Point annotation dataset records
::::::::::
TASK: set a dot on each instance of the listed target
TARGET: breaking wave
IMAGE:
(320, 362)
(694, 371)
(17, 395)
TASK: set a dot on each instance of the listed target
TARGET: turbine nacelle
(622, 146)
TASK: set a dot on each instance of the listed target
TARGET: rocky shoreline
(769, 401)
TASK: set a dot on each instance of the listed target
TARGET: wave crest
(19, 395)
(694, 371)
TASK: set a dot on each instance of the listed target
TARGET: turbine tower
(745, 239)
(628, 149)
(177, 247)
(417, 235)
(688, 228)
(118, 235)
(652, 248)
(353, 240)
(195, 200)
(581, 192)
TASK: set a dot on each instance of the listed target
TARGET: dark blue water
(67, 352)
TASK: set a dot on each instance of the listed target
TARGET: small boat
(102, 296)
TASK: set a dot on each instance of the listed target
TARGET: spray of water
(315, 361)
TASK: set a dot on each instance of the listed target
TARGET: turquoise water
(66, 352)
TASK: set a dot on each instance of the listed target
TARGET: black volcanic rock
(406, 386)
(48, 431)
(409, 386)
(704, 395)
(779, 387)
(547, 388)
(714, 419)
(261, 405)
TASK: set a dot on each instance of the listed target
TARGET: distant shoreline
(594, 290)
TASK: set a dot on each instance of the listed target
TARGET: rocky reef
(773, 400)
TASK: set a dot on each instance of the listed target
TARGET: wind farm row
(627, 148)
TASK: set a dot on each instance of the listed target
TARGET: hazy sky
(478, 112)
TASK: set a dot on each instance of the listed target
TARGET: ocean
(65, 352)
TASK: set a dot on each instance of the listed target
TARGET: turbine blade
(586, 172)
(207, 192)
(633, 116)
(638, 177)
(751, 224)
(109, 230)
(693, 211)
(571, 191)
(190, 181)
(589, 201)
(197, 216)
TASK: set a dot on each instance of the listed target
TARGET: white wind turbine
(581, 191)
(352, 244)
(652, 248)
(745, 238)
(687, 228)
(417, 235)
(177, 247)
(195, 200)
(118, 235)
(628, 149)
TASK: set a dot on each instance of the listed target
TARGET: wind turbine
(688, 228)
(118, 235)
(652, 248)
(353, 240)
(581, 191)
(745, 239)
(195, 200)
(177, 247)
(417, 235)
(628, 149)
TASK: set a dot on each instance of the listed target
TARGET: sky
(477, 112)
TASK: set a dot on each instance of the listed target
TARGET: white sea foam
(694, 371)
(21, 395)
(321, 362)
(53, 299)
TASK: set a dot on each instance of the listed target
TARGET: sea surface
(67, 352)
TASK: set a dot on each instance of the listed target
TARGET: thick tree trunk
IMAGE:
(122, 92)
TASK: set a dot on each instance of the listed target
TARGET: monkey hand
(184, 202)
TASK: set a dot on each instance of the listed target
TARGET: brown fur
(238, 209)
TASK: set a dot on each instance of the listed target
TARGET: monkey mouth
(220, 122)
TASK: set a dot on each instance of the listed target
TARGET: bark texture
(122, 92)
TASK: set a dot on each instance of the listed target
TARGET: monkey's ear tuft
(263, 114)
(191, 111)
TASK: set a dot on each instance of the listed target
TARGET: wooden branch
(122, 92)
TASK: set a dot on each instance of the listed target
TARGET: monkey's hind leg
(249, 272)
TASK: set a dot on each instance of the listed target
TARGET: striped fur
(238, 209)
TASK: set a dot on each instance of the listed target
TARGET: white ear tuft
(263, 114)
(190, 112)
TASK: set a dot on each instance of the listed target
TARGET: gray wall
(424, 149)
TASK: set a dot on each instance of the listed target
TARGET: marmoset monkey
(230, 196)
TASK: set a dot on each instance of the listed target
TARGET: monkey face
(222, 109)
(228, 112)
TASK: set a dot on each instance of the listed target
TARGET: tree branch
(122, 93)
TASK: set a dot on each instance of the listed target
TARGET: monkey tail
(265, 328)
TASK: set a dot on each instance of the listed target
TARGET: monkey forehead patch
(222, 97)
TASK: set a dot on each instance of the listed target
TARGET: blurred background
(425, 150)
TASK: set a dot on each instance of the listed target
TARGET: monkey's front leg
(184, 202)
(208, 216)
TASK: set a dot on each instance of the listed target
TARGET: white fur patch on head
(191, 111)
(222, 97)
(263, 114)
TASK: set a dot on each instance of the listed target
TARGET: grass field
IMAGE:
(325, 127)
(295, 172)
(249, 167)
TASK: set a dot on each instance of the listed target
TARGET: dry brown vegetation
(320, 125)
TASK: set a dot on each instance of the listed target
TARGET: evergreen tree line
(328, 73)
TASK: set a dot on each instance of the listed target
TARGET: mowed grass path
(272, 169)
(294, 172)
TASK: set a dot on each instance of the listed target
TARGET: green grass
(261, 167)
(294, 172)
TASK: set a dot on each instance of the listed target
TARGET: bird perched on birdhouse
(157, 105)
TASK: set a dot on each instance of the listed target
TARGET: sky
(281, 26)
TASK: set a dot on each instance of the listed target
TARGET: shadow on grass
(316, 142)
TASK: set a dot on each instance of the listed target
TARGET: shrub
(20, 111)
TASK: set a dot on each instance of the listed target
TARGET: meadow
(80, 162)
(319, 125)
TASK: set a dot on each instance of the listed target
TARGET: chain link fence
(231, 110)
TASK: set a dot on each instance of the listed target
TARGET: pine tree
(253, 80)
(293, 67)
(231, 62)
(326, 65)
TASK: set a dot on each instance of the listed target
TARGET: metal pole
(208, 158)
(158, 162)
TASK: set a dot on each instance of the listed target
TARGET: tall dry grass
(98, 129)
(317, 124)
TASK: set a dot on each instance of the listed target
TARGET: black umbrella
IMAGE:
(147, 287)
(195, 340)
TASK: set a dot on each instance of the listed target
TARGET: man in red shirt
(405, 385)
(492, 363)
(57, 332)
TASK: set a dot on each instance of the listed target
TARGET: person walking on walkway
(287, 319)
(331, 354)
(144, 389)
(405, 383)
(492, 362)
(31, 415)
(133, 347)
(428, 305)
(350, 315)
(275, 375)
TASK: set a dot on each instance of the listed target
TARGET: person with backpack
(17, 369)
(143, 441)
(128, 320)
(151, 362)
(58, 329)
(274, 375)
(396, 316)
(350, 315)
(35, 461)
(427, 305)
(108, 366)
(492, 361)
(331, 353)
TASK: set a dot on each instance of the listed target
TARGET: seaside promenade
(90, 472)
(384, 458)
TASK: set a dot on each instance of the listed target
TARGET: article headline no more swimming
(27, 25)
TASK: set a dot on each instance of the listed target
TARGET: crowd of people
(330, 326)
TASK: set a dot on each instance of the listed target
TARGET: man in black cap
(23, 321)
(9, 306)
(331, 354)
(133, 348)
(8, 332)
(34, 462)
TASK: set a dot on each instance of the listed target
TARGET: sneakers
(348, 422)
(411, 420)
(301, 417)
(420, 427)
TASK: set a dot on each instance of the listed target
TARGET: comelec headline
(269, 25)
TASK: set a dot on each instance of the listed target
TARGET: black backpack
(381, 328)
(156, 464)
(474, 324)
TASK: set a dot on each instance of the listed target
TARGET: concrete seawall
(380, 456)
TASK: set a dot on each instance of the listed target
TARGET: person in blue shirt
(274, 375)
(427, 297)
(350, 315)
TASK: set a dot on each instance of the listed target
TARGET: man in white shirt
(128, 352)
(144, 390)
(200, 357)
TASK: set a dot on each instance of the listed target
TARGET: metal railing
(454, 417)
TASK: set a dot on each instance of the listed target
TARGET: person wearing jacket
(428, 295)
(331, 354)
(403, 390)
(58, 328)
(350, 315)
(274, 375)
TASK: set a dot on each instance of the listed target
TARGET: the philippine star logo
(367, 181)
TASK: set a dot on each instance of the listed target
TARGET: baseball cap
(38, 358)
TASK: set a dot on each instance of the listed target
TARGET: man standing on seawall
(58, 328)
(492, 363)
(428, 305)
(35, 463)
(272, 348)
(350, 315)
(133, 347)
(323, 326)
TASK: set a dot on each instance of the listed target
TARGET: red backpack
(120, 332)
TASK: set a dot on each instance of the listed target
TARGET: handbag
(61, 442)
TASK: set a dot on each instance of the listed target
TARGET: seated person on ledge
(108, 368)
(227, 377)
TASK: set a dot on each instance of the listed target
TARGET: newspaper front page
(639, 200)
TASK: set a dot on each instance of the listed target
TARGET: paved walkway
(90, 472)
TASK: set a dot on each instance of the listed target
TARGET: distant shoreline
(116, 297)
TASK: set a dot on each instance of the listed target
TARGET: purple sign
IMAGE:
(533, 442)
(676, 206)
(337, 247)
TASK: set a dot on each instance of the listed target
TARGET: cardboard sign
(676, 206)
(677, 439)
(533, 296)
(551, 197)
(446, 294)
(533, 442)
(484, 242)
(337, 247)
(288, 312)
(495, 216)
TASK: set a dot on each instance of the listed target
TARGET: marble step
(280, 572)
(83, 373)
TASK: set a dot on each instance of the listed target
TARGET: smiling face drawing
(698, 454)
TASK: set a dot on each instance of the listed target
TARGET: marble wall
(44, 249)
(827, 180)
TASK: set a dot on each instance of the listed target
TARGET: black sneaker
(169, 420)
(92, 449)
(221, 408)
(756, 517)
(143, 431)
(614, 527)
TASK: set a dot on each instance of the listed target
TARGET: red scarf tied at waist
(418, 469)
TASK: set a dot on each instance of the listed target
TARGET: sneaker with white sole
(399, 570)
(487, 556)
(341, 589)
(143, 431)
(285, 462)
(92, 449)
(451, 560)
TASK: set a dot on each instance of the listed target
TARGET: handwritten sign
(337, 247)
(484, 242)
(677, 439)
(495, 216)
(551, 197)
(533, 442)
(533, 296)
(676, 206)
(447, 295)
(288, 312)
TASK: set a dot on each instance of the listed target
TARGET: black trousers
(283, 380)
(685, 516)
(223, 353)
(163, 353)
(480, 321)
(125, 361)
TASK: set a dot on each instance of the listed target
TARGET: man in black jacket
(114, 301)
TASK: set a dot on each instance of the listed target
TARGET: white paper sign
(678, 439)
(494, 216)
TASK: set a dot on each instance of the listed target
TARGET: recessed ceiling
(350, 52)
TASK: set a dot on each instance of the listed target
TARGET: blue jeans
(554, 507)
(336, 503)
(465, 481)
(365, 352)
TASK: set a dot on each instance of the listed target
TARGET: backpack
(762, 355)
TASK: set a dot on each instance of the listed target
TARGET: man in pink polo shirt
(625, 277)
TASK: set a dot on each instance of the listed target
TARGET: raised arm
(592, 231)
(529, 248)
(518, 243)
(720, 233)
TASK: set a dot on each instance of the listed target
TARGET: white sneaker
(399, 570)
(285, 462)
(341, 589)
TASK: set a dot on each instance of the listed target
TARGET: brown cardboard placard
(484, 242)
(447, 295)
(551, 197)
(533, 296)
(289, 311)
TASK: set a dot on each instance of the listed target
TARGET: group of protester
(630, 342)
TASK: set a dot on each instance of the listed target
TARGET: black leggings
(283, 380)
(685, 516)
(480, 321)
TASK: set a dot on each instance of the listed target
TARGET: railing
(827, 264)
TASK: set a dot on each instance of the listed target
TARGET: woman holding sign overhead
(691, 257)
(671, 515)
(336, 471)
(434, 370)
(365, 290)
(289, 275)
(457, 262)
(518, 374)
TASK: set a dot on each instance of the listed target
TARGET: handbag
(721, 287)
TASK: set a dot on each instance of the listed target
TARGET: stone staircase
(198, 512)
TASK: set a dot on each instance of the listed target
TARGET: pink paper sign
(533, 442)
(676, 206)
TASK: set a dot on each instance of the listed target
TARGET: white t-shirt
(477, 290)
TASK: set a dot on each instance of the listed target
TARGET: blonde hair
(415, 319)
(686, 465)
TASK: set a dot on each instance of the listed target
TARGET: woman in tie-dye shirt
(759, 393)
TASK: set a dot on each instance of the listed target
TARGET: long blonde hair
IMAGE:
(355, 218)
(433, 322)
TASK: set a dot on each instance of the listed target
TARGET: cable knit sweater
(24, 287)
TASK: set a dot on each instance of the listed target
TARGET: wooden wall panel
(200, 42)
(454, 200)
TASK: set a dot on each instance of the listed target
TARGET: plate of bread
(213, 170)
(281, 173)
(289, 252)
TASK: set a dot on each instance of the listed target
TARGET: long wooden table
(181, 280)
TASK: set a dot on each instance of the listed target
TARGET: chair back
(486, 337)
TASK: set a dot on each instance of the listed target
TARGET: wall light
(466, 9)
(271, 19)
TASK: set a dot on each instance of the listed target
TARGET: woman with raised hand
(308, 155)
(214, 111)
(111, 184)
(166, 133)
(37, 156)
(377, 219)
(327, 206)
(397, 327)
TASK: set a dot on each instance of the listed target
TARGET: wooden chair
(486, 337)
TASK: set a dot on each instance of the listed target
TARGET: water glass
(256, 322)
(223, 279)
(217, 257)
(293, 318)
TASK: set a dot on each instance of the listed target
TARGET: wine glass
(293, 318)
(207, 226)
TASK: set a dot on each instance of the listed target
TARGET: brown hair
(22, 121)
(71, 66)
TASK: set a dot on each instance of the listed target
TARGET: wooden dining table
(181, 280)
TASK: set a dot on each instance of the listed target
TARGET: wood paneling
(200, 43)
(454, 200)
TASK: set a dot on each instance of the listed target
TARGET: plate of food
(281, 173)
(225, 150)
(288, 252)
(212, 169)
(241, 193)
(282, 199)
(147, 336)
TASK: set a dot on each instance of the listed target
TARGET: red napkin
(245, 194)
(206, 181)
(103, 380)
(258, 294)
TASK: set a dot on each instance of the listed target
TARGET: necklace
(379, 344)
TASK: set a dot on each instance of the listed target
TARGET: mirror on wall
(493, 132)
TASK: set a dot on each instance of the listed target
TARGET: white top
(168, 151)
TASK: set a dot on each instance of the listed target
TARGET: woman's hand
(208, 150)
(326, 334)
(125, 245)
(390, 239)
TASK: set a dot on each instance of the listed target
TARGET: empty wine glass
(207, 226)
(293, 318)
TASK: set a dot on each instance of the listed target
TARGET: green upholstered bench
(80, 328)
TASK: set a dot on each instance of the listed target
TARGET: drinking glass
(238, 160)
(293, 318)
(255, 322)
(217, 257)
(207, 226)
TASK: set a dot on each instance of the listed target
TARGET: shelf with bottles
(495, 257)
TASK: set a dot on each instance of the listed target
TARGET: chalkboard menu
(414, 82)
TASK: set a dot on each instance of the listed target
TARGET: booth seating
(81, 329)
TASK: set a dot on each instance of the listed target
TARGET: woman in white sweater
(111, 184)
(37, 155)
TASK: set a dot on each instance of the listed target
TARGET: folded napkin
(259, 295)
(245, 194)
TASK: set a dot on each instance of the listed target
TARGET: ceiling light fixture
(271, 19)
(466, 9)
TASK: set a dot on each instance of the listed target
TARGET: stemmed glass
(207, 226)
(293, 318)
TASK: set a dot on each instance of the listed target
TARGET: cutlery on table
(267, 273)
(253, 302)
::::::::::
• REQUIREMENTS
Pick out and copy every line of the records above that contains the word "ceiling", matching case exactly.

• OUTPUT FOR THIS EXERCISE
TARGET: recessed ceiling
TARGET: ceiling light fixture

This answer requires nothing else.